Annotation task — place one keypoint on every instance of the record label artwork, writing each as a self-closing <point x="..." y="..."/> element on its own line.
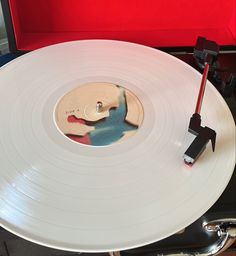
<point x="99" y="114"/>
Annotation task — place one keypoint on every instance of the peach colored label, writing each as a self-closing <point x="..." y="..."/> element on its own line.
<point x="99" y="114"/>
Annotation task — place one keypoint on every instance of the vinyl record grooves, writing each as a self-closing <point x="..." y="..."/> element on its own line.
<point x="88" y="195"/>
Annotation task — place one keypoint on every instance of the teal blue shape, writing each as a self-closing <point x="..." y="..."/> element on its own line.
<point x="112" y="128"/>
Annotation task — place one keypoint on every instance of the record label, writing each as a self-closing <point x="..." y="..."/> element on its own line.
<point x="99" y="114"/>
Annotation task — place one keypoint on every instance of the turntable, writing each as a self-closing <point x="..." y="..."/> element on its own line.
<point x="93" y="134"/>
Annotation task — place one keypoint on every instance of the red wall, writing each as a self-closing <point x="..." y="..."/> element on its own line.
<point x="150" y="22"/>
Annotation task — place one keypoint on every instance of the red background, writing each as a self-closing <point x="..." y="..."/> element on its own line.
<point x="150" y="22"/>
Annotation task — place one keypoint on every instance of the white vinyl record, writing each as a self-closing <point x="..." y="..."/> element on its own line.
<point x="106" y="197"/>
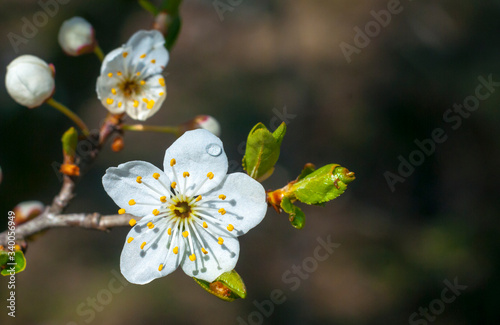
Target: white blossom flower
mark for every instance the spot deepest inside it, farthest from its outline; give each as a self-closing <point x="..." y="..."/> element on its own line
<point x="131" y="79"/>
<point x="76" y="36"/>
<point x="30" y="80"/>
<point x="192" y="211"/>
<point x="209" y="123"/>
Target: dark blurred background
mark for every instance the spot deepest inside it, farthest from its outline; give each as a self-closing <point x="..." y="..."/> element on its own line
<point x="397" y="248"/>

TASK DIRECTIONS: A word-for-word copy of all the data, without pictures, is the expected output.

EXERCISE RESULT:
Annotation task — place one keypoint on every instance of the record label artwork, writing each as a self-closing <point x="..." y="..."/> element on its own line.
<point x="99" y="114"/>
Annotation task — place one keypoint on every instance of the peach colored label, writing each as a self-closing <point x="..." y="..."/> element on its own line.
<point x="99" y="114"/>
Annotation task — place one keypoint on every instance of the vinyl record grooves, writing each as a self-closing <point x="..." y="..."/> element on its own line.
<point x="88" y="195"/>
Annotation task — place one keypoint on every instance of the teal blue shape, writing each as a self-closing <point x="..." y="..."/> element on its own line.
<point x="112" y="128"/>
Annotation task — place one keypoint on every instance of the record label, writing each as a self-closing <point x="..." y="..."/> element on its own line.
<point x="99" y="114"/>
Annotation task — place one keypoint on every instance of the turntable, writing each as a self-closing <point x="..." y="..."/> element on its own line.
<point x="93" y="134"/>
Annotation task — place one keypoint on every instance of the red wall, writing each as a self-closing <point x="..." y="..."/> element on its own line.
<point x="150" y="22"/>
Annotation task — place one keypoint on every instance of the red background, writing each as a self-closing <point x="..." y="..."/> element on its own line.
<point x="150" y="22"/>
Annotation task — place one keypoint on every instance of the white vinyl record, writing each as a self-closing <point x="..." y="..."/> element on its own line.
<point x="106" y="197"/>
Target: white blossom flower
mark for every instance the spot deepest inside it, farthest from its outline; give each as a self-closing <point x="..." y="..."/> element on its own line
<point x="131" y="79"/>
<point x="76" y="36"/>
<point x="30" y="80"/>
<point x="192" y="211"/>
<point x="209" y="123"/>
Target: dark blurred background
mark for every instance the spot deepest inside it, farthest from its outline; give each as a self-closing <point x="..." y="..."/> element on its own line
<point x="397" y="248"/>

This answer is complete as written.